- **Estratto**:
************
L’attacco
congiunto contro scuola e università, portato avanti dal
reazionario governo Berlusconi, prosegue ed accentua una linea
politica ormai ventennale, che ha gradualmente ma inesorabilmente
ridotto la spesa e gli investimenti nel settore dell’istruzione e
della formazione pubbliche, smantellato la qualità dei saperi
e delle conoscenze, precarizzato la vita di centinaia di migliaia di
studenti e di lavoratori ed avvantaggiato la speculazione dei privati
(basti pensare alle galassie di diplomifici parificati e di
università private proliferati nell’ultimo decennio).
Il
percorso di delegittimazione del sistema collettivo di diritti e di
garanzie si è tradotto in una serie di provvedimenti
legislativi che, a partire dalle leggi Ruberti e Berlinguer che
introducevano rispettivamente l’autonomia per gli atenei e per gli
istituti scolastici, insieme con la parifificazione con gli istituti
privati, passa dalla legge Zecchino e dal tragico “3+2”, per
concludersi oggi con gli attuali provvedimenti governativi (legge
133/2008, DL 137, proposta di legge Aprea)
e con la destinazione al capitale finanziario e alle banche delle
risorse di università e della ricerca (decreto
legge “salva banche” n. 155/2008).
Tutti
gli esecutivi sinora succedutisi (centro-destra e centro-sinistra) si
sono dunque uniformati, attraverso pratiche e modalità
differenti, sottoscrivendo un tale percorso.
************
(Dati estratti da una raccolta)
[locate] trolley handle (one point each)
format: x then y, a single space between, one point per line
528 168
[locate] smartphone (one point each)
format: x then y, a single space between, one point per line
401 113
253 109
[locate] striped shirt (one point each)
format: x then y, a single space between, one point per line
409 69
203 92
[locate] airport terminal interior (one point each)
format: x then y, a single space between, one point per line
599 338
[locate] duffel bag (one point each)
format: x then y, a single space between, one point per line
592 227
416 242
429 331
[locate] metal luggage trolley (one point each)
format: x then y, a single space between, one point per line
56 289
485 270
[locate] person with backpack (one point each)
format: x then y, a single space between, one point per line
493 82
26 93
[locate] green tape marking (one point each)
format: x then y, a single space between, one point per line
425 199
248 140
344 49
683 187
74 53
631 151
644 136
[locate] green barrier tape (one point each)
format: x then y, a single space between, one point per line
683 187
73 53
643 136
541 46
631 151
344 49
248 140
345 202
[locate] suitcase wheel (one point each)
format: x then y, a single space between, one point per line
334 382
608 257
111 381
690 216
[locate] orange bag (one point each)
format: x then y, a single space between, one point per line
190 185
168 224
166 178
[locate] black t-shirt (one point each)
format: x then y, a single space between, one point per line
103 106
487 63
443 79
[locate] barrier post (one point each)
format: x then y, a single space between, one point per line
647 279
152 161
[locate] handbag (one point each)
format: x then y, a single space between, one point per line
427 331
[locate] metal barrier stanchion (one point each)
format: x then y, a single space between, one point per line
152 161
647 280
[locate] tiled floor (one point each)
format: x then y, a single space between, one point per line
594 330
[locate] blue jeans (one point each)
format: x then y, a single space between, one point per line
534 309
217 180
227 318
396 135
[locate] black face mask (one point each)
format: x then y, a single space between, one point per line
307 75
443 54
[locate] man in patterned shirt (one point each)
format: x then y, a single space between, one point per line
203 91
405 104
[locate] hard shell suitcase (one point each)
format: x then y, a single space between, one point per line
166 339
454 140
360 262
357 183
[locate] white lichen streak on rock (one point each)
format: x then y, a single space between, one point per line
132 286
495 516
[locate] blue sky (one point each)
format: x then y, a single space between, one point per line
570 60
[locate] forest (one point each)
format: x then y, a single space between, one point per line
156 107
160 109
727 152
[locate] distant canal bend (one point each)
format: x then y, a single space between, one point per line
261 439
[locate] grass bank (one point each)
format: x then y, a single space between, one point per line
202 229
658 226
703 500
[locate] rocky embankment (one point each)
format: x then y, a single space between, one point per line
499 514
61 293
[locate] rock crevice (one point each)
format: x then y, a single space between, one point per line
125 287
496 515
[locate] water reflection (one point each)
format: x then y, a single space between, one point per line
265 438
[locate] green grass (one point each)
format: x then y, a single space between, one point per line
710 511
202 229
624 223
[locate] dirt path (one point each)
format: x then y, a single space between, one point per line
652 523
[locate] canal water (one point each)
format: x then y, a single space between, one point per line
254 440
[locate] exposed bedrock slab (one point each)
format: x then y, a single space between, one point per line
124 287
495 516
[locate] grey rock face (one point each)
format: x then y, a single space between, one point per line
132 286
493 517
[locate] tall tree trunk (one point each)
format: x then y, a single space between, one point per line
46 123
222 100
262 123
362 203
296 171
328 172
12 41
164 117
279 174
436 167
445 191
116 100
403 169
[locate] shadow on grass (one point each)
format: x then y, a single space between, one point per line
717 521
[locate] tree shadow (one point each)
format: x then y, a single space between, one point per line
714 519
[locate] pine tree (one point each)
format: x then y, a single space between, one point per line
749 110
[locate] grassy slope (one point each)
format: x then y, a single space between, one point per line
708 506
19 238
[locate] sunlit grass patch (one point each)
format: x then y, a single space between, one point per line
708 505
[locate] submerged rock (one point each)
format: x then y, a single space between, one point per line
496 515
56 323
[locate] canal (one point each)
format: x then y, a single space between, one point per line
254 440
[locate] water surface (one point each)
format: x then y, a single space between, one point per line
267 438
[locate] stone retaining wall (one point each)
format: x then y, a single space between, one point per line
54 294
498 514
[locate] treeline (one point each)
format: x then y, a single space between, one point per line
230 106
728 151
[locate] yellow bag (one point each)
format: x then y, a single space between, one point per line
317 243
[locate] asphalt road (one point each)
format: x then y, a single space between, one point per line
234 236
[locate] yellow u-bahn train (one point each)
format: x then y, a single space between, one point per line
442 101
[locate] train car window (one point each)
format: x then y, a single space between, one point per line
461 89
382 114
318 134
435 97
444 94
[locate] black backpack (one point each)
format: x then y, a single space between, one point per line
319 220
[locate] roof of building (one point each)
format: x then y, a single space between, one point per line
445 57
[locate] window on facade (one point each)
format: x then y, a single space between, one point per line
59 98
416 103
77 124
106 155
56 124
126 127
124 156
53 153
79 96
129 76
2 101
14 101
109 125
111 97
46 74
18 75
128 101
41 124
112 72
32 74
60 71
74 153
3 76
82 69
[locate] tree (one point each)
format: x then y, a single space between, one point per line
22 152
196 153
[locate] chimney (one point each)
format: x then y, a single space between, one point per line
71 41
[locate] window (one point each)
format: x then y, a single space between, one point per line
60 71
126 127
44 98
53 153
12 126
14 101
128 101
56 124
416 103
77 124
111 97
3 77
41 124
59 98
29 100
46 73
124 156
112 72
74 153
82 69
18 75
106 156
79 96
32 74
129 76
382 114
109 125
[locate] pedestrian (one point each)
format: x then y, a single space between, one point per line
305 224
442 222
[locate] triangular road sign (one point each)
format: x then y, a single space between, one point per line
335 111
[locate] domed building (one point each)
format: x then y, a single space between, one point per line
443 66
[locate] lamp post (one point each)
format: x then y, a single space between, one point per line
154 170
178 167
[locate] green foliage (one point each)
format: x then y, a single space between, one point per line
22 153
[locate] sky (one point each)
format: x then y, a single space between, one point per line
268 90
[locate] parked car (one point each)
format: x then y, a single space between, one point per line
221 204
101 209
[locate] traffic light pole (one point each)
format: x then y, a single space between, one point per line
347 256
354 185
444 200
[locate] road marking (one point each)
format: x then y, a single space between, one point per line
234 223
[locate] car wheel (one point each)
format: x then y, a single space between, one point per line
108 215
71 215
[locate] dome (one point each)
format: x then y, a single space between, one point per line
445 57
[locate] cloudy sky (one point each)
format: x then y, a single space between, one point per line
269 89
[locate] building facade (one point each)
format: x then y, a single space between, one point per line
************
- **Attività da svolgere**:
- 1) Nel brano su scuola e università, quale decreto legge viene indicato per la destinazione delle risorse di università e ricerca al capitale finanziario e alle banche?
- 2) Estrai dal brano su scuola e università tutto il testo che va da "e con la destinazione" fino a "un tale percorso.".

- **Risposte in ordine**:
- 1) Il decreto legge "salva banche" n. 155/2008.

- 2)
e con la destinazione al capitale finanziario e alle banche delle
risorse di università e della ricerca (decreto
legge “salva banche” n. 155/2008).
Tutti
gli esecutivi sinora succedutisi (centro-destra e centro-sinistra) si
sono dunque uniformati, attraverso pratiche e modalità
differenti, sottoscrivendo un tale percorso.